Excerpts from location labeling data
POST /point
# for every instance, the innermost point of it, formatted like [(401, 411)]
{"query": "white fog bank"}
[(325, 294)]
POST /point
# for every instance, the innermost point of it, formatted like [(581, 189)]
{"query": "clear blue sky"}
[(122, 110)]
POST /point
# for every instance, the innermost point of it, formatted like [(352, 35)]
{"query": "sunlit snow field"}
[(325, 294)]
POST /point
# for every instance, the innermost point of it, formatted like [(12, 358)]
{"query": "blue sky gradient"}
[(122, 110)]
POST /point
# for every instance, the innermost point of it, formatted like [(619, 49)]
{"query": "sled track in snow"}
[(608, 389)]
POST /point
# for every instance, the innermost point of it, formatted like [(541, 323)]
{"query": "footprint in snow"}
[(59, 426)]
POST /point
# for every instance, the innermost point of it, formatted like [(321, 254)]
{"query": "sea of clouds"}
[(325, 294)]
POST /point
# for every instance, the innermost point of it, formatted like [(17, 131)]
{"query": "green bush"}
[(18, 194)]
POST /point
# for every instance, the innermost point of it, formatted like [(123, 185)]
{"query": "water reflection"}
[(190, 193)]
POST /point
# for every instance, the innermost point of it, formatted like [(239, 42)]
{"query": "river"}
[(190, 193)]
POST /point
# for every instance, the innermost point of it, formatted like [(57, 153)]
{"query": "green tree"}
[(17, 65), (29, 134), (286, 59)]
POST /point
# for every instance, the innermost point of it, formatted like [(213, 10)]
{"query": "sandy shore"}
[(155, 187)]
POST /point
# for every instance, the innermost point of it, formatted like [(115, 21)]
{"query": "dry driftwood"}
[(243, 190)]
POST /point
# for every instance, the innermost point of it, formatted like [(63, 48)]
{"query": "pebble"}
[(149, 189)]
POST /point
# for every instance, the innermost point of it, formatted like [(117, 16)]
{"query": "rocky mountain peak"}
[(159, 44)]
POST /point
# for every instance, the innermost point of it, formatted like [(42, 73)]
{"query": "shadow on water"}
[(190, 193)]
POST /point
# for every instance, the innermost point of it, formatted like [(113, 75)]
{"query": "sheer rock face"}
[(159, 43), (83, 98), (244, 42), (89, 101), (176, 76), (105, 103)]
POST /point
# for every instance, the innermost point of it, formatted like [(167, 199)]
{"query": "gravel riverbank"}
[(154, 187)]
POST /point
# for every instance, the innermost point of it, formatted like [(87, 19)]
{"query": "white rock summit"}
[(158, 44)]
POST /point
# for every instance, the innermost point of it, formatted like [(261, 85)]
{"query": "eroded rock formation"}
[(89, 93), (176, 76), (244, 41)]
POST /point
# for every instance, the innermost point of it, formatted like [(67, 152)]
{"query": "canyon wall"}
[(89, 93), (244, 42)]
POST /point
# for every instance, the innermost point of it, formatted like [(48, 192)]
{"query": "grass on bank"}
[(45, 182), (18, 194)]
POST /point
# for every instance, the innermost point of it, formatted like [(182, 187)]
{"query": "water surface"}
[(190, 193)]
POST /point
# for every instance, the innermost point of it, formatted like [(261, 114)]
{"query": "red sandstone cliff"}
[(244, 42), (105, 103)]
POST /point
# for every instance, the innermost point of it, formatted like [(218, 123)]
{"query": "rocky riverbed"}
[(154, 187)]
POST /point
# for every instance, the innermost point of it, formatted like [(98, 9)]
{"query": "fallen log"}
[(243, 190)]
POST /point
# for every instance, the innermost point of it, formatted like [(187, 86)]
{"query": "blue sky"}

STATED TASK:
Gather every line of the records that contains the string "water", matching case exactly.

ANSWER TO THE PROBLEM:
{"query": "water reflection"}
{"query": "shadow on water"}
{"query": "water surface"}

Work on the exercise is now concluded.